▶ Work to complete:
(1) List every condition whose renal biopsy samples were examined for MRP8 expression in the renal MRP8 passage.
(2) Echo the stretch of the renal MRP8 passage from "To understand the" through "for DN (submitted).".

▶ Selected passage:
────────────────────

To understand the clinical implication of MRP8 expression in humans, we have carried out immunohistochemical analysis of MRP8 expression in renal biopsy samples from patients with DN, obesity-related glomerulopathy (ORG) and non-obese, non-diabetic controls (which are minor glomerular abnormality [MGA] and minimal change nephrotic syndrome [MCNS]). We have not been able to obtain reliable antibody against TLR4 to date. The rank orders of glomerular and tubulointerstitial MRP8 protein expression levels are DN > ORG > MCNS > MGA. Glomerular MRP8 expression is strongly correlated to the extent of proteinuria at 1 year after renal biopsy, whereas tubulointerstitial MRP8 expression is associated with worsening of renal function within a year, suggesting that renal MRP8 expression may become a new biomarker for DN (submitted).

The role of M1 and M2 macrophages in DN with glucolipotoxicity

There are several subtypes of macrophages including M1 and M2 in tissue injury and repair [7274]. During the course of renal ischemia/reperfusion injury [75] and unilateral ureteral obstruction [76], switch from proinflammatory M1 to anti-inflammatory or profibrotic M2 subtype occurs in macrophages infiltrating the tubulointerstitium. Here, we have carried out preliminary analysis of M1 and M2 macrophages in glomeruli of STZ + HFD mice by studying gene expression levels of CD11c (or Itgax) and CD206 (or Mrc1) as markers of M1 and M2 subtypes, respectively [77, 78] (Fig. 6). In wild-type mice, treatment with STZ alone does not affect glomerular expression of CD11c and CD206 genes, and addition of HFD to STZ causes a 100 % increase in CD11c and a 30 % increase in CD206, suggesting relative predominance of M1 subtype in diabetic-hyperlipidemic conditions. Furthermore, in Tlr4 KO mice, the stimulatory effects of HFD upon STZ treatment are canceled both for CD11c and CD206 genes, and simple STZ treatment increases CD11c expression by two-fold and increases CD206 expression by three-fold, suggesting the presence of M2 predominant status. These results imply that TLR4-mediated signal is partially suppressing M2 subtype in STZ-normal diet mice and enhancing M1 subtype in STZ-HFD mice. These findings are in good agreement with previous reports indicating that treatment of macrophages with MRP8 induces M1 subtype (through TLR4 as lipopolysaccharide does) [61, 72, 76] and MRP8-expressing macrophages exhibits M1 characteristics by secretion of TNF-α and interleukin-6 [74, 79]. Formally, M1/M2 subtype analysis had to be carried out by analyzing isolated macrophages extracted from tissues.

────────────────────

▶ Record set:

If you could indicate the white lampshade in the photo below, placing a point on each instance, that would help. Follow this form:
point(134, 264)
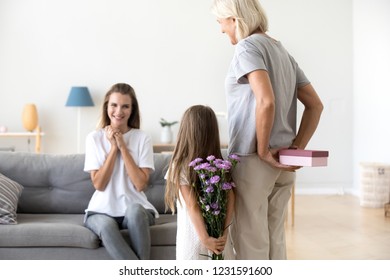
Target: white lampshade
point(30, 117)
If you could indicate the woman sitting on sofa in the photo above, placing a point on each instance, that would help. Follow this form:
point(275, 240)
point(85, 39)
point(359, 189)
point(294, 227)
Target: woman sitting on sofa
point(119, 157)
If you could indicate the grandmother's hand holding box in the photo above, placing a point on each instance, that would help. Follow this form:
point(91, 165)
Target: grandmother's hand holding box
point(299, 157)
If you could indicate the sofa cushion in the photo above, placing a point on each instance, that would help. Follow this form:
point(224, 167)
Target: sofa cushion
point(53, 184)
point(48, 230)
point(9, 196)
point(156, 188)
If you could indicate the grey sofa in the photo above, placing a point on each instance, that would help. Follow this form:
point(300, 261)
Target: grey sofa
point(51, 208)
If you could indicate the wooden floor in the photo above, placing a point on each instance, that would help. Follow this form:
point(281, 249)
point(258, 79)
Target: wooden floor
point(337, 228)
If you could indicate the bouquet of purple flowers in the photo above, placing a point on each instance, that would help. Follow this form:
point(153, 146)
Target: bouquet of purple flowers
point(215, 182)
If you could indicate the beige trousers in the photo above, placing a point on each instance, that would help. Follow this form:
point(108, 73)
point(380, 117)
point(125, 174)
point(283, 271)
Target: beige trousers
point(262, 195)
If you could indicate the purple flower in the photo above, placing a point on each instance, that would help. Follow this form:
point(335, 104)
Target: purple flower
point(195, 162)
point(215, 179)
point(210, 158)
point(234, 157)
point(211, 169)
point(204, 165)
point(214, 205)
point(227, 186)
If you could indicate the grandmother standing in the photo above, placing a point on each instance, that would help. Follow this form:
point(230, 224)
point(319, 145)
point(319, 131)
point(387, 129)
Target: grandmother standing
point(263, 85)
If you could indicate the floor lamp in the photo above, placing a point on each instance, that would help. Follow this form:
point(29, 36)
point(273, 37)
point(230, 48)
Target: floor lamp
point(79, 97)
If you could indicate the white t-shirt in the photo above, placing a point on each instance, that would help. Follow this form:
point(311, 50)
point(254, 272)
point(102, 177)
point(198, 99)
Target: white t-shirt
point(120, 191)
point(188, 244)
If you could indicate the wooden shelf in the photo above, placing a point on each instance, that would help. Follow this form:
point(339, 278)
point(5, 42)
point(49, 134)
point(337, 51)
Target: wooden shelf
point(36, 134)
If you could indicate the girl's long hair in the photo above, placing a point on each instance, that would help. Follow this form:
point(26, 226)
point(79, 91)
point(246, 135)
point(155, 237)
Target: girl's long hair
point(198, 137)
point(135, 118)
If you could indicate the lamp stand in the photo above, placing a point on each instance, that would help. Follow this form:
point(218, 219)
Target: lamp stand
point(78, 128)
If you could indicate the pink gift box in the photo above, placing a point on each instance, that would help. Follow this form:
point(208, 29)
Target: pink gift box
point(297, 157)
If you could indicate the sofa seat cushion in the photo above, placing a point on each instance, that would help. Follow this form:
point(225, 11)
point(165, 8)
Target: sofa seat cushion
point(163, 233)
point(48, 230)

────────────────────

▶ Task solutions:
(1)
- DN
- Obesity-related glomerulopathy (ORG)
- Minor glomerular abnormality (MGA)
- Minimal change nephrotic syndrome (MCNS)

(2)
To understand the clinical implication of MRP8 expression in humans, we have carried out immunohistochemical analysis of MRP8 expression in renal biopsy samples from patients with DN, obesity-related glomerulopathy (ORG) and non-obese, non-diabetic controls (which are minor glomerular abnormality [MGA] and minimal change nephrotic syndrome [MCNS]). We have not been able to obtain reliable antibody against TLR4 to date. The rank orders of glomerular and tubulointerstitial MRP8 protein expression levels are DN > ORG > MCNS > MGA. Glomerular MRP8 expression is strongly correlated to the extent of proteinuria at 1 year after renal biopsy, whereas tubulointerstitial MRP8 expression is associated with worsening of renal function within a year, suggesting that renal MRP8 expression may become a new biomarker for DN (submitted).